Region pointing data
:::
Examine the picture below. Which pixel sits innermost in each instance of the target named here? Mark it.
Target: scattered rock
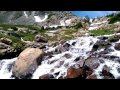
(77, 59)
(92, 77)
(6, 41)
(73, 43)
(81, 63)
(106, 73)
(103, 38)
(101, 61)
(117, 46)
(100, 44)
(46, 76)
(74, 73)
(87, 71)
(40, 38)
(113, 39)
(118, 69)
(67, 55)
(27, 62)
(35, 45)
(92, 62)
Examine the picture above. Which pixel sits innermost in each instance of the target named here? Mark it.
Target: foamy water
(59, 63)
:::
Task to carry out:
What is the exact wording of the lines from the one bearing "Target: scattered rock" through the final line of the records above? Write it out without the pictures.

Worked solution:
Target: scattered rock
(77, 59)
(92, 77)
(6, 41)
(73, 43)
(81, 63)
(106, 73)
(103, 38)
(101, 61)
(117, 46)
(100, 44)
(46, 76)
(74, 73)
(87, 71)
(40, 38)
(113, 39)
(118, 69)
(67, 55)
(27, 62)
(35, 45)
(92, 62)
Examine the picture above. Which pixel sits innermost in each instance of the target named here? Mark it.
Target: foamy water
(59, 63)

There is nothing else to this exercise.